**Given records:**
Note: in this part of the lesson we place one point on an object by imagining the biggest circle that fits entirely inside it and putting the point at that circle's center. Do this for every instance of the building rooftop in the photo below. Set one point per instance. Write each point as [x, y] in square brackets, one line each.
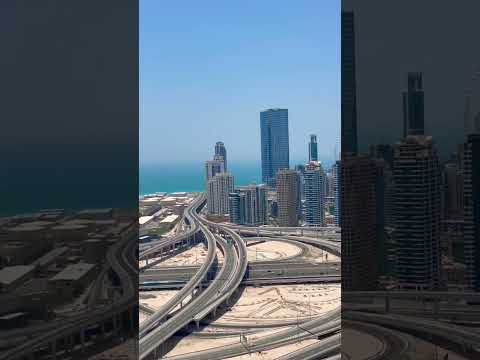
[169, 219]
[10, 274]
[144, 219]
[73, 272]
[50, 256]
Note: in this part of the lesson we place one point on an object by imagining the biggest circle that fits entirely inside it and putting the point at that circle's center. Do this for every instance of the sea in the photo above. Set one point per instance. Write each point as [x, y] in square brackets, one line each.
[190, 177]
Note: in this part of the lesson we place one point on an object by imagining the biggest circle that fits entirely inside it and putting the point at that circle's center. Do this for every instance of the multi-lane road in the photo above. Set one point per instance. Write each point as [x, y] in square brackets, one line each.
[220, 284]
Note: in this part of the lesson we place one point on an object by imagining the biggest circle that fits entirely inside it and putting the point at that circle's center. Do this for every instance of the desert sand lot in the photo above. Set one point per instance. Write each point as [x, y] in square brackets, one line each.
[277, 352]
[271, 250]
[257, 305]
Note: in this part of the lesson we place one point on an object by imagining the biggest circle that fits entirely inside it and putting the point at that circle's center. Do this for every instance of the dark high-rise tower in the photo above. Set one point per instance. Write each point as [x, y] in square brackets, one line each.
[349, 99]
[413, 106]
[220, 150]
[275, 145]
[313, 149]
[471, 203]
[416, 213]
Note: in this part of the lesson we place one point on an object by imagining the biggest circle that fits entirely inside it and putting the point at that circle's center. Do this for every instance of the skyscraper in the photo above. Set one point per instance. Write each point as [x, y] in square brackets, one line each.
[314, 190]
[213, 167]
[236, 202]
[287, 197]
[313, 149]
[413, 106]
[274, 143]
[358, 222]
[416, 212]
[220, 150]
[248, 205]
[349, 87]
[471, 205]
[336, 177]
[218, 189]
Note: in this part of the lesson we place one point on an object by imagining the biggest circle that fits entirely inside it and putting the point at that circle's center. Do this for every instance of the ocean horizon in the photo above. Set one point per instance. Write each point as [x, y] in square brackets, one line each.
[190, 177]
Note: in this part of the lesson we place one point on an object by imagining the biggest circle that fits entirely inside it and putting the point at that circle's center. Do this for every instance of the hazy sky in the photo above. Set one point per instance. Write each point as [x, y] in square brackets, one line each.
[437, 41]
[207, 68]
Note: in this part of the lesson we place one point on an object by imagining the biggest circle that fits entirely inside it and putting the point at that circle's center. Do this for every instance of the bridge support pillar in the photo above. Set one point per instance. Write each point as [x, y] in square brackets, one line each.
[53, 349]
[82, 340]
[131, 318]
[436, 308]
[115, 324]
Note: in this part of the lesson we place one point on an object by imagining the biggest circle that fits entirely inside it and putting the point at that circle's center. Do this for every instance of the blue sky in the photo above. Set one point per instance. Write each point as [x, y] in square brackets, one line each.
[207, 68]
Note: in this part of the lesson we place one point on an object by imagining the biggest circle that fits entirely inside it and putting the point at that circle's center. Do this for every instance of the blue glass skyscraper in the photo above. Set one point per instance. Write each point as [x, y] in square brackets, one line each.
[275, 145]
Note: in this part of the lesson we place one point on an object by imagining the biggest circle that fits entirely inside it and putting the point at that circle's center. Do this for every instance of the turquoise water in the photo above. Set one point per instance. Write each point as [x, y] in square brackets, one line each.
[190, 177]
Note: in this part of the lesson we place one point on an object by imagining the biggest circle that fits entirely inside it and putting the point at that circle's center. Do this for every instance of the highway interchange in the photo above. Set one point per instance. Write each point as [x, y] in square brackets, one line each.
[202, 289]
[207, 295]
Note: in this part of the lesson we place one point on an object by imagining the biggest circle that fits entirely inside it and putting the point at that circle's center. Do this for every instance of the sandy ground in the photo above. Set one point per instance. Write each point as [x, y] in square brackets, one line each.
[125, 351]
[272, 250]
[141, 317]
[318, 255]
[155, 299]
[368, 345]
[422, 350]
[283, 302]
[277, 352]
[258, 304]
[194, 256]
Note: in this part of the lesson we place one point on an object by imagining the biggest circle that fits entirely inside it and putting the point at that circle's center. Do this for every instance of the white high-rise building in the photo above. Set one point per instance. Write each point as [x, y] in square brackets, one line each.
[314, 190]
[213, 167]
[218, 189]
[255, 204]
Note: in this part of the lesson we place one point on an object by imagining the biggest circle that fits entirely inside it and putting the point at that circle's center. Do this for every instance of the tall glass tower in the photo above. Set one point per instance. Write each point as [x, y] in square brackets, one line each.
[313, 148]
[275, 146]
[220, 150]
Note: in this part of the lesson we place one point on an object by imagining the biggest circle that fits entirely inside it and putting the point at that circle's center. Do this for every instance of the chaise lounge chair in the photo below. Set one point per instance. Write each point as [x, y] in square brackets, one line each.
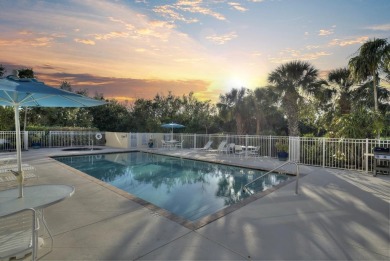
[207, 146]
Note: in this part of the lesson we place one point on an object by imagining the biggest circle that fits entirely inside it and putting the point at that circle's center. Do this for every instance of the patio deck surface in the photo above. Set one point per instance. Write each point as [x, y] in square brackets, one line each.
[337, 215]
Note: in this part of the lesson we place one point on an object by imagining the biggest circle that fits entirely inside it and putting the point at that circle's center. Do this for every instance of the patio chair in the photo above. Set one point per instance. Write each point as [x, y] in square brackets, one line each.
[179, 144]
[255, 152]
[19, 234]
[238, 150]
[14, 167]
[229, 149]
[207, 146]
[221, 146]
[164, 144]
[9, 179]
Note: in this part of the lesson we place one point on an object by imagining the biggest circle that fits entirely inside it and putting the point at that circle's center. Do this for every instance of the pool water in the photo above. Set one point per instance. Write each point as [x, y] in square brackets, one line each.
[187, 188]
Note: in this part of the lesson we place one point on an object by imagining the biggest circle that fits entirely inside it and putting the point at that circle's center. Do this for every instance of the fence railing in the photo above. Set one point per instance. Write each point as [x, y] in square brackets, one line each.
[51, 139]
[354, 154]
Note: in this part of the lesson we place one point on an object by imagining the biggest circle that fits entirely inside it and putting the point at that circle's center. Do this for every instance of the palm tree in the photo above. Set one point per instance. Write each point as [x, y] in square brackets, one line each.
[343, 84]
[234, 105]
[369, 62]
[294, 81]
[264, 103]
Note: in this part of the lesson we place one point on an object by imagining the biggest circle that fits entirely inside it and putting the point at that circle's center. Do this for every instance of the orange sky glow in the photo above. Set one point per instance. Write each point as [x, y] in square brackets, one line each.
[137, 49]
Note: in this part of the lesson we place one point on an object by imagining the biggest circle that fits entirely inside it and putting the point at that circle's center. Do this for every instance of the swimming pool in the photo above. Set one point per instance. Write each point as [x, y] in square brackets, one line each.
[187, 188]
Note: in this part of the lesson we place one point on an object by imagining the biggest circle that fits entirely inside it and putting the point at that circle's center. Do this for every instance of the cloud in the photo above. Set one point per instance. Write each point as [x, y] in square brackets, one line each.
[84, 41]
[221, 39]
[379, 27]
[44, 41]
[110, 35]
[347, 42]
[195, 7]
[324, 32]
[124, 88]
[237, 6]
[289, 54]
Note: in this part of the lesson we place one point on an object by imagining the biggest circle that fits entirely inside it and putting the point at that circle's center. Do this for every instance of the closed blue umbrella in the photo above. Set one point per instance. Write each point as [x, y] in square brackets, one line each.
[17, 92]
[172, 126]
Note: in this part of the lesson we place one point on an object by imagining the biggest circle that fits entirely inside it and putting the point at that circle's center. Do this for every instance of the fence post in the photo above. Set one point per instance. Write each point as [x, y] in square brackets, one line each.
[195, 141]
[366, 158]
[26, 140]
[323, 152]
[246, 145]
[269, 146]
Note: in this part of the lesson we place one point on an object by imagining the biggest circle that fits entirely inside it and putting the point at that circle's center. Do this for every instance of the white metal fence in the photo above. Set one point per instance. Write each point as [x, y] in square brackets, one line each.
[354, 154]
[51, 139]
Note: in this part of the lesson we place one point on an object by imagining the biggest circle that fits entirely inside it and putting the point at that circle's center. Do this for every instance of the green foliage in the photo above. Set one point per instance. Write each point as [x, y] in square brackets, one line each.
[294, 82]
[357, 125]
[281, 146]
[7, 122]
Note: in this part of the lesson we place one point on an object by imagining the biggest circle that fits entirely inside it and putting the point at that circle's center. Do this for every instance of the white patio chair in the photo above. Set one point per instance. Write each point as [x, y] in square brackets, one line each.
[19, 234]
[164, 144]
[238, 150]
[207, 146]
[179, 144]
[229, 149]
[255, 152]
[221, 146]
[9, 179]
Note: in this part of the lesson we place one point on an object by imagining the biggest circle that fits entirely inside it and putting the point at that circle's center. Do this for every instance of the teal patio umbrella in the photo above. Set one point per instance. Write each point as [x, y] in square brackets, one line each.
[17, 92]
[172, 126]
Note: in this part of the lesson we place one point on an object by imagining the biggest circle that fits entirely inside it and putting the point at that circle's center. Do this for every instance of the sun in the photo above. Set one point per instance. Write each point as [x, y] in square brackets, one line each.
[236, 82]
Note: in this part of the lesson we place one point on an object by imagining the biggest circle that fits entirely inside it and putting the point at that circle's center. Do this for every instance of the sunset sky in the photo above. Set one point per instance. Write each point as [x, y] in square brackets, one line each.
[135, 49]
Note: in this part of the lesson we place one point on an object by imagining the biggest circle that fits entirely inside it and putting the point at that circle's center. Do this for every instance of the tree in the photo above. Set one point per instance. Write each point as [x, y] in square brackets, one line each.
[235, 105]
[66, 86]
[264, 104]
[26, 73]
[294, 82]
[342, 88]
[370, 62]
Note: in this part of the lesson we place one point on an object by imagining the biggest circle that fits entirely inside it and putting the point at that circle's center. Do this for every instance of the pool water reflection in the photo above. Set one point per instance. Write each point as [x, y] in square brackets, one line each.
[187, 188]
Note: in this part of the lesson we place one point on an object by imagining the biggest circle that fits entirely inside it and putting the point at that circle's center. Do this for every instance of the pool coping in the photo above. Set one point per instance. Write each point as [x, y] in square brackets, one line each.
[192, 225]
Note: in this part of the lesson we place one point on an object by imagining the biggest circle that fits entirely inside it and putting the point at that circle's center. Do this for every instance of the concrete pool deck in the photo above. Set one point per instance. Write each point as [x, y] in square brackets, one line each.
[337, 215]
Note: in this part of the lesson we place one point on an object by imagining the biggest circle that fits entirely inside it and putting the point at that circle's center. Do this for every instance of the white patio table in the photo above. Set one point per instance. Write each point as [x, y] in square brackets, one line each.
[37, 197]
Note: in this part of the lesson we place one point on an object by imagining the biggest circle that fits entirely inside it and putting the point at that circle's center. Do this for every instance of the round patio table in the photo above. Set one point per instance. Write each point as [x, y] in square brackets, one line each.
[36, 197]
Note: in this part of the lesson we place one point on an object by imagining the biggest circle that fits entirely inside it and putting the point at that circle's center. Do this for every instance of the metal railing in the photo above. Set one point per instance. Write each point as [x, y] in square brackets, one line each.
[245, 189]
[353, 154]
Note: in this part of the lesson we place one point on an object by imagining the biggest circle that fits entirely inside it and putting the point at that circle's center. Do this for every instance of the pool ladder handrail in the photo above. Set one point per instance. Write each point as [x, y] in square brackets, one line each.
[272, 170]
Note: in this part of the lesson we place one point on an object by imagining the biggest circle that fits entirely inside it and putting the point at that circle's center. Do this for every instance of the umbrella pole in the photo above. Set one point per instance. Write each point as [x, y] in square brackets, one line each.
[18, 151]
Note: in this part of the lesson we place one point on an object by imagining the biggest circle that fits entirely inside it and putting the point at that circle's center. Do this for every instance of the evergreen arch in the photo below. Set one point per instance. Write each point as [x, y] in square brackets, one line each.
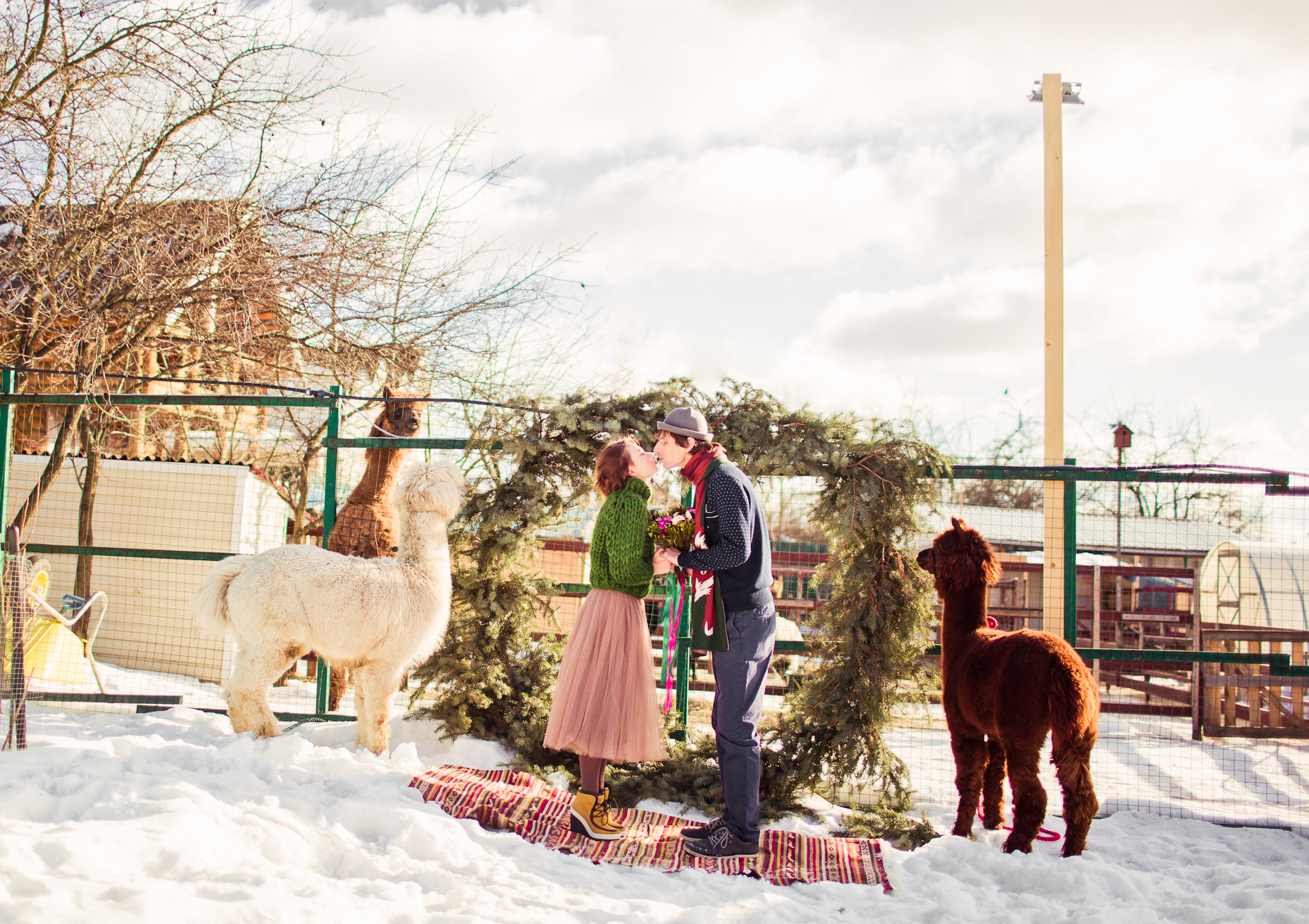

**Task instructions:** Print exactly the line containing "of the metal" and every line after it through the final line above, and leave all pictures out.

**Written answer:**
Note: in this part of the lesson we place one point on an object by imagining the biggest circle that fits entirely inside it and putting the point at that circle's center. Do this for every instance of the metal railing in the photo above. Set one point per instance. Write each point as [x, y] in square brackets, one line each.
[245, 189]
[353, 154]
Note: in this part of the lesson we place one point on an object by imagining the biggest circle that fits entirely inside it and putting the point at that circle's center. Do this for every instance of the pool ladder handrail in the photo above. Set one point per instance. Write each point as [x, y] in square brackets, one line each.
[272, 170]
Note: in this part of the lesson we place one point on an object by imagining the biggest circle that fits entirely inside it and putting the point at that circle's center. Do this for every instance of the umbrella pole in the photo above. Set one point per instance. Write each point as [x, y] in square brackets, one line each.
[18, 151]
Note: in this part of the lesson we place one point on an object by imagining the biggest circle that fits entirely inside it and putting the point at that circle's center. Do this for every instance of the evergreen arch in the photo below. Set one point per instance. Write each point as [x, y] in square brackets, one line each.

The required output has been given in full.